● **GIVEN EXERCISE**
Shift every number in the answers of the rows below, both the viewBox values and the path coordinates, by adding 77 to each, then write out all the rows again in full with their requests. Leave the pictures out.

START THE RECORDS

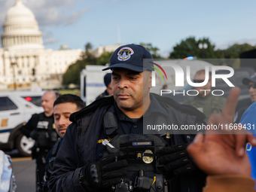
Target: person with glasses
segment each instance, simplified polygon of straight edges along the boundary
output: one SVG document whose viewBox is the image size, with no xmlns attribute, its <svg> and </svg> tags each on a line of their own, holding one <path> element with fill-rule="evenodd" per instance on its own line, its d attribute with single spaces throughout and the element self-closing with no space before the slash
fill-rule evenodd
<svg viewBox="0 0 256 192">
<path fill-rule="evenodd" d="M 251 102 L 247 103 L 244 107 L 239 108 L 236 112 L 234 117 L 234 123 L 239 123 L 243 113 L 254 102 L 256 102 L 256 73 L 254 73 L 250 78 L 245 78 L 242 79 L 242 83 L 248 86 Z"/>
<path fill-rule="evenodd" d="M 203 83 L 206 79 L 206 71 L 204 69 L 197 72 L 194 75 L 194 83 Z M 226 99 L 219 96 L 212 94 L 212 73 L 209 74 L 209 81 L 203 87 L 194 87 L 198 93 L 195 96 L 190 96 L 184 104 L 192 105 L 199 111 L 204 113 L 207 121 L 213 113 L 221 114 L 226 103 Z"/>
<path fill-rule="evenodd" d="M 111 74 L 107 73 L 104 76 L 104 84 L 107 89 L 101 93 L 99 96 L 96 97 L 96 99 L 99 99 L 102 97 L 110 96 L 113 95 L 112 93 L 112 87 L 111 87 Z"/>
</svg>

END THE RECORDS

● **REPLY**
Target: person with glasses
segment each instance, simplified polygon of straight edges along the boundary
output: one SVG document whose viewBox is the image size, with no xmlns attribute, its <svg> and </svg> tags each on a line of their own, holding one <path> element with fill-rule="evenodd" per instance on its own line, its d attribute with single spaces throughout and the element self-closing with no space before the slash
fill-rule evenodd
<svg viewBox="77 77 333 269">
<path fill-rule="evenodd" d="M 328 179 L 324 180 L 321 184 L 316 185 L 313 189 L 311 194 L 311 200 L 316 200 L 320 190 L 331 179 L 333 179 L 333 150 L 331 150 L 327 155 L 322 155 L 319 156 L 319 160 L 325 163 Z"/>
<path fill-rule="evenodd" d="M 280 160 L 283 156 L 283 148 L 281 146 L 274 149 L 271 152 L 271 160 Z M 303 176 L 296 173 L 289 171 L 289 150 L 286 151 L 286 158 L 280 164 L 271 164 L 275 170 L 272 173 L 267 173 L 261 181 L 269 182 L 276 188 L 281 190 L 284 198 L 290 190 L 298 191 L 303 180 Z"/>
<path fill-rule="evenodd" d="M 188 151 L 184 150 L 181 153 L 181 161 L 184 166 L 178 170 L 176 173 L 173 174 L 173 176 L 176 176 L 179 174 L 187 173 L 190 172 L 189 170 L 189 164 L 188 164 Z"/>
</svg>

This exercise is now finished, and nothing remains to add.